**Parties de l'exercice:**
1/ Indiquez par oui ou par non si chaque affirmation concorde avec le texte sur les toilettes publiques, et citez mot pour mot le passage qui tranche. (a) Les toilettes publiques de Paris étaient payantes jusqu'en 2006, puis sont devenues gratuites. (b) François Lévêque estime que l'équité fait de la gratuité des toilettes une priorité. (c) La Ville de Paris compte 435 toilettes publiques gratuites.
2/ Rédigez la suite du texte sur les toilettes publiques en partant de sa dernière phrase.

==== Texte fourni

Mais l’enseignant de MineTech a beau se creuser la cervelle, il ne voit pas le bénéfice pour l’ensemble de la population de toilettes publiques entièrement gratuites : « En poussant le raisonnement, on pourrait penser que les personnes qui utilisent ces toilettes ne font pas leurs besoins dans la rue. Mais c’est un peu tiré par les cheveux comme bénéfice indirect. »

Un tiers de RSA juste pour aller aux toilettes

Deuxième argument en faveur d’un service gratuit : l’équité. « Les plus favorisés aident les plus démunis ». Mais la encore, François Lévêque n’est pas convaincu : « Ça ne me semble pas être une question de priorité au niveau de la gratuité. Par exemple les autoroutes pourraient être plus légitime, vu les questions de mobilités et leur coût par usage. »

Rassurons Benjamin, les toilettes publiques sont de plus en plus souvent gratuites au fil des ans, comme l’atteste Julien Damon, sociologue et auteur du livre Toilettes publiques, Essai sur les commodités urbaines (Presses De Sciences Po, 2023). Jusqu’en 2006 – un temps que les vessies de moins de 20 ans ne peuvent pas connaître -, les toilettes parisiennes étaient payantes. Elles sont passées au tout gratuit, « comme dans la plupart des métropoles ». Ce qui présente « des vertus », poursuit le sociologue en délaissant les sciences humaines pour la calculette. En moyenne, une personne passe cinq fois par jour aux toilettes. A 1 euro le passage – eh oui, même les WC connaissent l’inflation –, comptez 150 euros à la fin du mois, tout de même un tiers du RSA.

Un million d’euro d’entretien par mois pour Paris

Évidemment, cela a un coût. « Rien n’est gratuit », rappelle au cas où François Lévêque. D’autant que celui des toilettes publiques augmente à chaque passage : lumière, eau, électricité, papier… « Si le coût marginal * était très faible, ce serait différent », estime le professeur, prenant l’exemple d’un pont. Une fois ce dernier construit, chaque passage dessus n’altère pas le prix d’entretien. « Il est donc logique que la majorité des ponts en France soit gratuit. En effet, avec un ou cent utilisateurs par jour, le coût sera à peu près le même ». Les 435 toilettes publiques (gratuits) de la Ville de Paris ont un coût d’entretien d’1 million d’euros par mois pour la mairie. Il faut dire qu’avec 17,7 millions d’utilisateurs par an, soit 111 personnes par jour et par WC, ils sont très fréquentés.

========
==== Données fournies

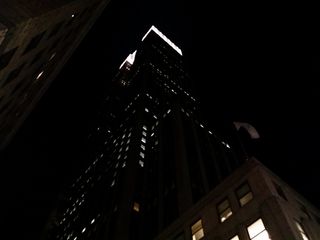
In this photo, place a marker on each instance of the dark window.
(280, 191)
(6, 57)
(4, 107)
(244, 194)
(180, 236)
(54, 45)
(56, 29)
(34, 42)
(13, 74)
(17, 87)
(36, 57)
(304, 210)
(224, 210)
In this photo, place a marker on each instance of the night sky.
(247, 64)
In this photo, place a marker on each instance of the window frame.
(239, 197)
(223, 210)
(197, 230)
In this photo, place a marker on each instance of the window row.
(255, 231)
(244, 195)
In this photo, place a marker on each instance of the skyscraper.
(154, 155)
(36, 39)
(159, 171)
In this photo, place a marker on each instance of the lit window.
(136, 206)
(224, 210)
(141, 163)
(257, 231)
(302, 231)
(197, 230)
(112, 184)
(52, 56)
(235, 238)
(39, 75)
(226, 144)
(244, 194)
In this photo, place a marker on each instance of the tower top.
(160, 34)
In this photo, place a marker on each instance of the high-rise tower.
(155, 157)
(160, 172)
(37, 37)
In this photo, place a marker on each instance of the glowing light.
(39, 75)
(130, 59)
(52, 56)
(160, 34)
(141, 163)
(136, 206)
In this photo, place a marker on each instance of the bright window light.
(39, 75)
(235, 238)
(160, 34)
(136, 206)
(141, 163)
(257, 231)
(197, 230)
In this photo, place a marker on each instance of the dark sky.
(247, 63)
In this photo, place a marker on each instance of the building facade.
(159, 171)
(36, 39)
(251, 203)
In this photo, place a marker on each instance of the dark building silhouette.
(37, 37)
(160, 172)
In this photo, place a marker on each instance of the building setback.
(37, 37)
(159, 171)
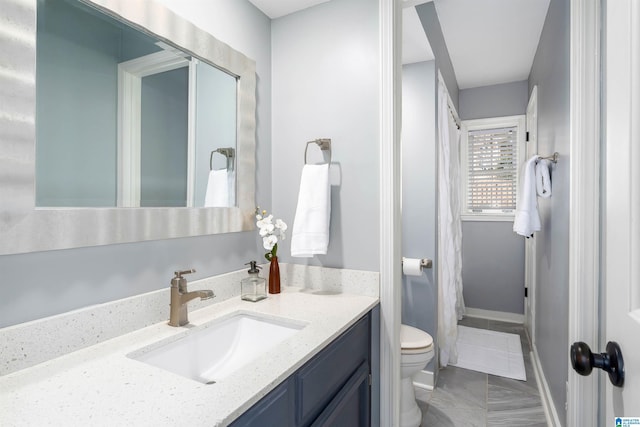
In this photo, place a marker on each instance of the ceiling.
(489, 41)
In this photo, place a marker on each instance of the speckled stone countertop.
(100, 385)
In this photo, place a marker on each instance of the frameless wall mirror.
(144, 127)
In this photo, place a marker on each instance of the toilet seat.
(414, 340)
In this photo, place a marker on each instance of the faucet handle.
(180, 282)
(180, 273)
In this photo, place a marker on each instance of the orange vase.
(274, 276)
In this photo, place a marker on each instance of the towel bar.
(424, 262)
(553, 158)
(323, 143)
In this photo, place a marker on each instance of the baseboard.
(495, 315)
(424, 380)
(550, 411)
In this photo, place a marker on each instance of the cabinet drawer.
(275, 409)
(322, 377)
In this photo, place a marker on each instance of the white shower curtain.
(450, 300)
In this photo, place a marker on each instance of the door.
(621, 221)
(530, 244)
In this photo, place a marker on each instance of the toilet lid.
(411, 337)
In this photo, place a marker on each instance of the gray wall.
(506, 99)
(550, 72)
(326, 85)
(431, 24)
(492, 254)
(46, 283)
(492, 266)
(419, 194)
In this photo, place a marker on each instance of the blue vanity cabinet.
(275, 409)
(332, 389)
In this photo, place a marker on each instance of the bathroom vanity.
(333, 386)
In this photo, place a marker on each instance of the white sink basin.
(212, 351)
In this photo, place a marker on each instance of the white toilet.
(417, 351)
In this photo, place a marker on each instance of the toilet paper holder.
(424, 262)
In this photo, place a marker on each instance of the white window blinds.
(492, 166)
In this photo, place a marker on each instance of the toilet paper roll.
(411, 267)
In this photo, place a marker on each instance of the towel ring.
(323, 143)
(228, 152)
(553, 158)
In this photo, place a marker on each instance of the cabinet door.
(350, 407)
(276, 409)
(323, 376)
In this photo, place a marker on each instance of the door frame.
(530, 244)
(584, 204)
(129, 113)
(390, 28)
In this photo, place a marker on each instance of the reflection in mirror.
(126, 120)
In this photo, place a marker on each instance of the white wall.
(325, 85)
(550, 72)
(419, 194)
(46, 283)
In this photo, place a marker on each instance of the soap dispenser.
(253, 287)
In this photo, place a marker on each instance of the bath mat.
(491, 352)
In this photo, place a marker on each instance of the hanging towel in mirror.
(543, 179)
(527, 219)
(310, 235)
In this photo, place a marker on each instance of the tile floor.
(464, 398)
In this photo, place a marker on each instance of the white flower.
(266, 229)
(269, 242)
(281, 225)
(270, 230)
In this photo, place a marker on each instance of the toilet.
(417, 351)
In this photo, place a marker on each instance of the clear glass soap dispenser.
(253, 287)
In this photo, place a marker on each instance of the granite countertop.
(100, 385)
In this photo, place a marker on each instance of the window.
(492, 151)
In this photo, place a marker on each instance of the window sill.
(488, 217)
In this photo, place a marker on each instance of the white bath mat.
(495, 353)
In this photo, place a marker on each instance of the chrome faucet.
(180, 297)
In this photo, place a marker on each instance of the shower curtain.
(450, 300)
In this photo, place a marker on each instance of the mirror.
(38, 212)
(141, 118)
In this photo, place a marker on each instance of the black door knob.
(583, 361)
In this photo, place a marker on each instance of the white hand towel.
(527, 219)
(543, 179)
(310, 235)
(217, 189)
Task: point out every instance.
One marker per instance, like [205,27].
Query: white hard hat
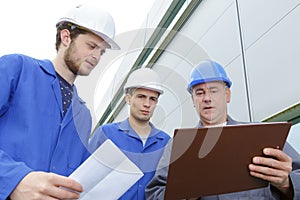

========

**Réponses attendues:**
1/
(a) Oui : « les toilettes parisiennes étaient payantes. Elles sont passées au tout gratuit »
(b) Non : « Ça ne me semble pas être une question de priorité au niveau de la gratuité. »
(c) Oui : « Les 435 toilettes publiques (gratuits) de la Ville de Paris »

2/
« Que les collectivités locales paient pour des toilettes publiques gratuites, je trouve ça normal, poursuit Julien Damon. Que des toilettes soient payantes dans les gares ne me choquent pas. » D’autant que ces derniers ne sont pas forcément rentables : « le prix des toilettes ne suffisent parfois pas à compenser leur entretien, juste à l’amortir. »

Le plaisir de s’indigner sur un faux problème

Julien Damon développe : « Soyons clairs : rendre des toilettes payantes, ça ne sert pas uniquement à couvrir le coût de la maintenance mais aussi à repousser les « indésirables ». » Un processus qui peut s’entendre selon lui « Il faut se mettre à la place de l’exploitant. Ce n’est pas qu’une question de morale mais aussi une question publique : un service cher doit être efficient. En écartant les conduites inciviles, les toilettes sont plus aisément maintenues. »

Dominique Desjeux conclue de manière suisse : « Il est normal que les toilettes publiques soient payantes, et il est normal que les gens s’en indignent. Ca ne fait pas de mal de récriminer de temps en temps. Mais ce n’est pas un vrai problème. » Râler, ça au moins, ça reste gratuit.

*Le coût marginal est, en économie, un indicateur qui permet d’évaluer la variation du coût en fonction de la hausse ou de la baisse de la production. En gros, si mes toilettes publiques ont une ou cent personnes par jour, son coût change : eau, électricité, etc. Si pont a un ou cent passages par jour, le coût reste le même.